• [Requirement]
Starting at the line that contains "the light brown", quote each line exactly through the last line of the entries, both included.

#### Data ####

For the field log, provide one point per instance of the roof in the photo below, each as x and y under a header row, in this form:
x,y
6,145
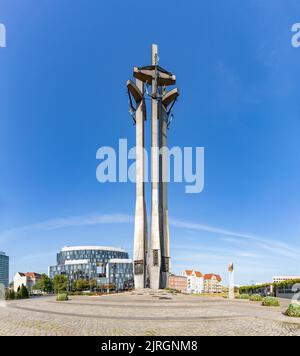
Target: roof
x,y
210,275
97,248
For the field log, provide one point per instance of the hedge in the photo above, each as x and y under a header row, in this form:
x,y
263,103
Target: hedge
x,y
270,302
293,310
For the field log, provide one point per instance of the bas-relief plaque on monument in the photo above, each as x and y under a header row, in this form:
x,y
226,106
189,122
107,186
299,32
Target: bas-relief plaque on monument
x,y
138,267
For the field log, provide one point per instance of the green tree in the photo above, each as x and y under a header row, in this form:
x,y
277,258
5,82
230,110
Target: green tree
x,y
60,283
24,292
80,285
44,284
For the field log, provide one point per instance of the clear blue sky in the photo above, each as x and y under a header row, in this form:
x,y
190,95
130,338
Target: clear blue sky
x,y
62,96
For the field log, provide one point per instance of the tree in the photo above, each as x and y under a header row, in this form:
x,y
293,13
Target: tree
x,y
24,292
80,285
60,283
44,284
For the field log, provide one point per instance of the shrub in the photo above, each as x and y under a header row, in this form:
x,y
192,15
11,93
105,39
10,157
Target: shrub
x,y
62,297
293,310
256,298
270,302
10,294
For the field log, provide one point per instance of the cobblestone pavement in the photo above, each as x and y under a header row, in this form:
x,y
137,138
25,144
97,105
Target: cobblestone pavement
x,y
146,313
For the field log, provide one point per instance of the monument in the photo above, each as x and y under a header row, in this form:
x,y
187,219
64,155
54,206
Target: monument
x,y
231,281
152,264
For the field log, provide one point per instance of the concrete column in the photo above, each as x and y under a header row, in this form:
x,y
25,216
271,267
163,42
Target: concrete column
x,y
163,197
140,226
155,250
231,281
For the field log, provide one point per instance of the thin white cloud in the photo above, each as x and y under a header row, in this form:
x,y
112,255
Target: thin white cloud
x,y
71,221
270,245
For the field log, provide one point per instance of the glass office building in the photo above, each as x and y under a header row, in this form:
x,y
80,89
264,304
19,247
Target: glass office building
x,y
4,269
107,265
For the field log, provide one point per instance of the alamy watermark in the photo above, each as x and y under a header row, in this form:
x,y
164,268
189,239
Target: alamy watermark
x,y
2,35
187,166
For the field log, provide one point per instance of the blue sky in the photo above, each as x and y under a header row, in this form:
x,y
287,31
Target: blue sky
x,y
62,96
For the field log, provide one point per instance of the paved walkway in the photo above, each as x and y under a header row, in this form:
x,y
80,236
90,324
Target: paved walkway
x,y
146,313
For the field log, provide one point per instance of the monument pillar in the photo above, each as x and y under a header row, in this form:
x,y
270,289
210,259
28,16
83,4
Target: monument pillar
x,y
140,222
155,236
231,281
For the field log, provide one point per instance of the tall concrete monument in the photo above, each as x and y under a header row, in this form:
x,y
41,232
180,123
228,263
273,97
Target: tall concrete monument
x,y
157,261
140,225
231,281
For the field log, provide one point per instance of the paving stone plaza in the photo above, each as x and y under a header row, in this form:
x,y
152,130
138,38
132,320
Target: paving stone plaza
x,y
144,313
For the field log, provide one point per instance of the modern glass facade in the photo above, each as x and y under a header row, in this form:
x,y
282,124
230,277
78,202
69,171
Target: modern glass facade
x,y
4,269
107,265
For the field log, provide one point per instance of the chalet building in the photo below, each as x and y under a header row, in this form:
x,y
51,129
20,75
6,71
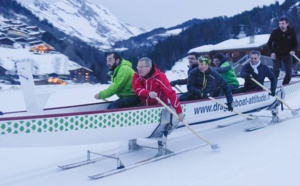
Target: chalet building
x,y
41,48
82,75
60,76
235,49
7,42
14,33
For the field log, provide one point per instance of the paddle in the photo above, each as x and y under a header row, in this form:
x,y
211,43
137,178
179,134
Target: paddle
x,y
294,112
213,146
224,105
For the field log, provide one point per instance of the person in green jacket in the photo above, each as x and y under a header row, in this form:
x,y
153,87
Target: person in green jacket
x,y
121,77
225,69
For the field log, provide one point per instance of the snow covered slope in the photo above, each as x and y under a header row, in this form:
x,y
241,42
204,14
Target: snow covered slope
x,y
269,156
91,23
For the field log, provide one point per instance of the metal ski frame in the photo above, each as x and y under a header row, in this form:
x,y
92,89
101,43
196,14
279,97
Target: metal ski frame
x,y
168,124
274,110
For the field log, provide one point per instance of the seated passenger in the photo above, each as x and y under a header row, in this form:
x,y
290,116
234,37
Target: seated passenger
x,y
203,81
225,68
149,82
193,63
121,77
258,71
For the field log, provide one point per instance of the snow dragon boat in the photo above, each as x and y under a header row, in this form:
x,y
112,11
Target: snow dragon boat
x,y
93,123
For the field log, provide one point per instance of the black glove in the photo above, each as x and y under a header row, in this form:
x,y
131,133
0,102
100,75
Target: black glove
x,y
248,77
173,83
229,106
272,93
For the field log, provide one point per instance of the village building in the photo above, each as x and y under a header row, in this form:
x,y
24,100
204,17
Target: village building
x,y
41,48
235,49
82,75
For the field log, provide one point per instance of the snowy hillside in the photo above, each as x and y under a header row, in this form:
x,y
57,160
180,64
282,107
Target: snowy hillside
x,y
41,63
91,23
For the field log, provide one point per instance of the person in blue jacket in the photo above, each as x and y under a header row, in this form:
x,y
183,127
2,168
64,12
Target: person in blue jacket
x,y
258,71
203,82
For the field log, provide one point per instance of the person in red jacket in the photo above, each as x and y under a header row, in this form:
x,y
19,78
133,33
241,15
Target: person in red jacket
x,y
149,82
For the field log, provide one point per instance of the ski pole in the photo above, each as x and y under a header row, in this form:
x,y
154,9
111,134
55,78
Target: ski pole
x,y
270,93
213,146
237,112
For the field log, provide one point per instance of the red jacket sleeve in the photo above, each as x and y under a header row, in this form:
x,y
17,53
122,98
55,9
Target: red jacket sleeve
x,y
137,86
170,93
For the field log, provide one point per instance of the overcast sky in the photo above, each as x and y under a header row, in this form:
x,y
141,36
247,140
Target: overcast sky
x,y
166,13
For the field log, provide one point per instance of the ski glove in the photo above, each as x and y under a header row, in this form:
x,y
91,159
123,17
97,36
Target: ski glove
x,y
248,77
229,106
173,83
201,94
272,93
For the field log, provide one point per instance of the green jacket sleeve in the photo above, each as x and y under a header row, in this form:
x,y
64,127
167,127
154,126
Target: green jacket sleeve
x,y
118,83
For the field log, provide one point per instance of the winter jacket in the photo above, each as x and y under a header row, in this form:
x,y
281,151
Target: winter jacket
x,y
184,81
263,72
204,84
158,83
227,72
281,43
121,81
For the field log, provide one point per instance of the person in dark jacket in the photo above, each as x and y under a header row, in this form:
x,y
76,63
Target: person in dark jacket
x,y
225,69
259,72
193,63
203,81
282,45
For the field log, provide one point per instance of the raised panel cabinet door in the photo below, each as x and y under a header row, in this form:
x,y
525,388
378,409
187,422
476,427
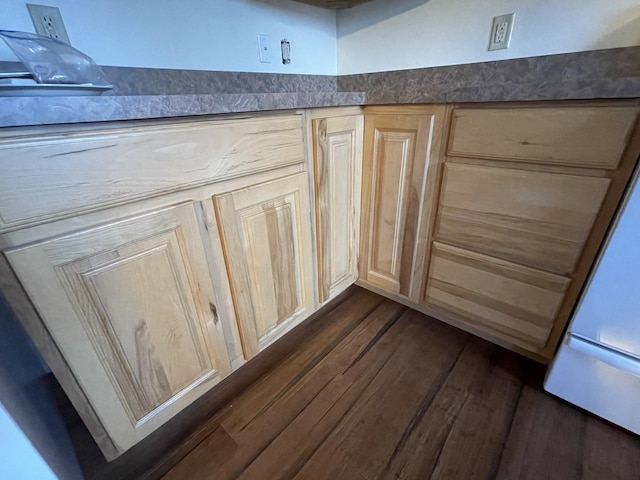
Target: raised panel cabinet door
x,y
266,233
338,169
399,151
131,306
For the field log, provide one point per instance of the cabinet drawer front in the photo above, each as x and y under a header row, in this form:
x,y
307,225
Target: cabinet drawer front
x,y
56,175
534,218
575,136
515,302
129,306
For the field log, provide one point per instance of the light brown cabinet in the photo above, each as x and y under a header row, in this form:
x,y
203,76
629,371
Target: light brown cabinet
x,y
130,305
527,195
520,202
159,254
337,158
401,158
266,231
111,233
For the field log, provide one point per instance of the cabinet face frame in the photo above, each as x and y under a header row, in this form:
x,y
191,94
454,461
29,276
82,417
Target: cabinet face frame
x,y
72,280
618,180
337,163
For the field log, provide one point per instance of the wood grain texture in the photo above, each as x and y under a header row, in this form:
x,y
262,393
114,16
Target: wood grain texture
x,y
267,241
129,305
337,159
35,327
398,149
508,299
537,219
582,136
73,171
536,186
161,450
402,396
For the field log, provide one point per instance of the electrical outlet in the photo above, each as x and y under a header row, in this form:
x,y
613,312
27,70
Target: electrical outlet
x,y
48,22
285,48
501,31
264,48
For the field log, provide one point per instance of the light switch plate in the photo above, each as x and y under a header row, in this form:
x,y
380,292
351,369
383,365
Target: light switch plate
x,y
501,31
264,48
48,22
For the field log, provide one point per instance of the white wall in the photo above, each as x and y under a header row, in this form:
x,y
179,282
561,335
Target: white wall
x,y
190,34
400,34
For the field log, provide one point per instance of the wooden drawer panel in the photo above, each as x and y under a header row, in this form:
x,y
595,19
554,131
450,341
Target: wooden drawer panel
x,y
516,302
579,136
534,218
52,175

####

• [Solution to this task]
For the field log, provide one point per instance of the light brown cabinet in the photo above, each as x and y under a header row, in this form:
x,y
203,76
629,371
Target: light brown cabinet
x,y
130,305
527,195
520,202
159,254
337,158
401,158
266,231
111,233
For the field log, provide one point per instance of the cabinet face frame in the photo above, each as x and y under a header row, in this form:
x,y
191,94
454,461
29,276
82,417
Target: cabinet face frame
x,y
72,280
618,180
337,163
For the field log, provide one point per instance of the wood grain texture in the photo above, each as x and y under a header row, in this form:
x,y
262,393
114,16
Target: wood grain texture
x,y
267,241
129,305
337,159
35,327
398,149
508,299
537,219
582,136
73,171
536,186
161,450
402,396
For the field log, provide one point per instance of the electrical outlet in the photo above, each as x and y under a header row, in this form:
x,y
613,312
27,70
Target: electrical outlet
x,y
48,22
285,48
501,31
264,48
For the field log, provide one point per instance of the light switch plate in the photo above, each as x and y under a header row, in this form:
x,y
380,292
351,369
383,365
Target: light switch plate
x,y
501,31
264,48
48,22
For the field log, provide one point per instance of the white wall in the photo above, each as x and y under a header row, in this form:
x,y
179,282
561,335
Target: white wall
x,y
190,34
400,34
For the field log, provide one point per instance of the wooden drawer panel in the photo above, each as x and y under a header row, in this form:
x,y
595,19
554,131
450,341
Target: wooden drawer panel
x,y
516,302
579,136
534,218
52,175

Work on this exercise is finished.